TRECHO DO DOCUMENTO:

══════════

CAMINHO DE SANTIAGO: três albergues, três visões, um objetivo…

Segundo texto da série sobre o Caminho de Santiago


Cultura

José Venâncio de Resende0

Peregrinos, rumo a Santiago de Compostela.

Ser guardiães do Caminho, cuidar do bem-estar do peregrino e priorizar as relações entre pessoas. Estas são visões de três hospitaleiros, visitados por este repórter, que buscam o mesmo objetivo, ou seja, contribuir para que o peregrino tenha pleno sucesso na sua jornada até Santiago de Compostela.

“Guardiães do Caminho”

O Refúgio Senhora da Hora, no Concelho do Matosinhos, distrito do Porto, é fruto da experiência de quem percorreu por várias vezes o Caminho Português de Santiago, diz Abel Ribeiro, peregrino e hospitaleiro voluntário ao lado de sua esposa Alzira. Vivência esta que gerou e maturou um projeto sustentável cuja ideia básica é a de “preservar o espírito da partilha, da solidariedade e da responsabilidade”.

O Refúgio foi fundado em 2011 pelo casal Abel e Alzira e pelo norte-americano, nascido no Brasil, Samuel Schwartz. Na verdade, antes do albergue surgiu a Associação Internacional de Companheiros nos Caminhos de Santiago - conhecida como ViaPortuscale – que responde pela gestão do Refúgio. A entidade tem cerca de 20 sócios de Portugal, França, Alemanha, Estados Unidos, Espanha e Cabo Verde, que são espécies de “embaixadores do Caminho” especialmente entre os jovens.

O Refúgio - primeiro albergue na área metropolitana do Porto – é mantido com donativos dos peregrinos – “o valor que cada um pode dar” –  e aceita trabalho voluntário. “Muitas pessoas que passaram por aqui se ofereceram para ajudar, são os voluntariosos”, conta Abel. “Mais do que a preocupação com números, a nossa intenção é funcionar como guardiães do Caminho, é fazer com que os peregrinos saibam que há um lugar que os acolhe como peregrinos.”

E muitos peregrinos acabam por voltar. Alzira cita uma senhora polonesa (polaca, em Portugal) de Varsóvia que já passou pelo Refúgio em 2015, voltou em maio e ainda deve regressar este ano. Ela considerou o local acolhedor, “um albergue de verdade, não comercial”. Tem o caso também de um professor norte-americano, de New Orleans, que perdeu esposa e casa e veio fazer o Caminho. Na volta de Santiago de Compostela, retornou ao Refúgio e revelou que encontrou ali a “catedral” que procurava.

══════════

ITENS FORNECIDOS:

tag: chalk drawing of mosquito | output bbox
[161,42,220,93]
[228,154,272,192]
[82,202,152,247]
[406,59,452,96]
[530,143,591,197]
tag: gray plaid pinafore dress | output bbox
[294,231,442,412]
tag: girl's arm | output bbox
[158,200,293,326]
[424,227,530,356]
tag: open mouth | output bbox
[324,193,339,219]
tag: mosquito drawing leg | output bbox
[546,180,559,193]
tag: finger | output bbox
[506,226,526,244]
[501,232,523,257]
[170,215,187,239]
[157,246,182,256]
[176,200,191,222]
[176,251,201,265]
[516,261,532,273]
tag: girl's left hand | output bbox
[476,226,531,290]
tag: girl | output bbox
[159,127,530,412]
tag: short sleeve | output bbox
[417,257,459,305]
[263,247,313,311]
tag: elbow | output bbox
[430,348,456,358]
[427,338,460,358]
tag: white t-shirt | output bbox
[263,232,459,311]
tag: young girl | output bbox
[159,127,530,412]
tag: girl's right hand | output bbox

══════════

TAREFAS A REALIZAR:
1. Liste todos os países de onde vêm os sócios da ViaPortuscale, conforme o trecho sobre o Caminho de Santiago.
2. Reproduza o trecho sobre o Caminho de Santiago entre "Segundo texto da" e "até Santiago de Compostela.", inclusive.
Os itens não têm nenhuma relação com o que se pede aqui.

SOLUÇÕES POR TAREFA:
1. Portugal, França, Alemanha, Estados Unidos, Espanha e Cabo Verde.

2.
Segundo texto da série sobre o Caminho de Santiago


Cultura

José Venâncio de Resende0

Peregrinos, rumo a Santiago de Compostela.

Ser guardiães do Caminho, cuidar do bem-estar do peregrino e priorizar as relações entre pessoas. Estas são visões de três hospitaleiros, visitados por este repórter, que buscam o mesmo objetivo, ou seja, contribuir para que o peregrino tenha pleno sucesso na sua jornada até Santiago de Compostela.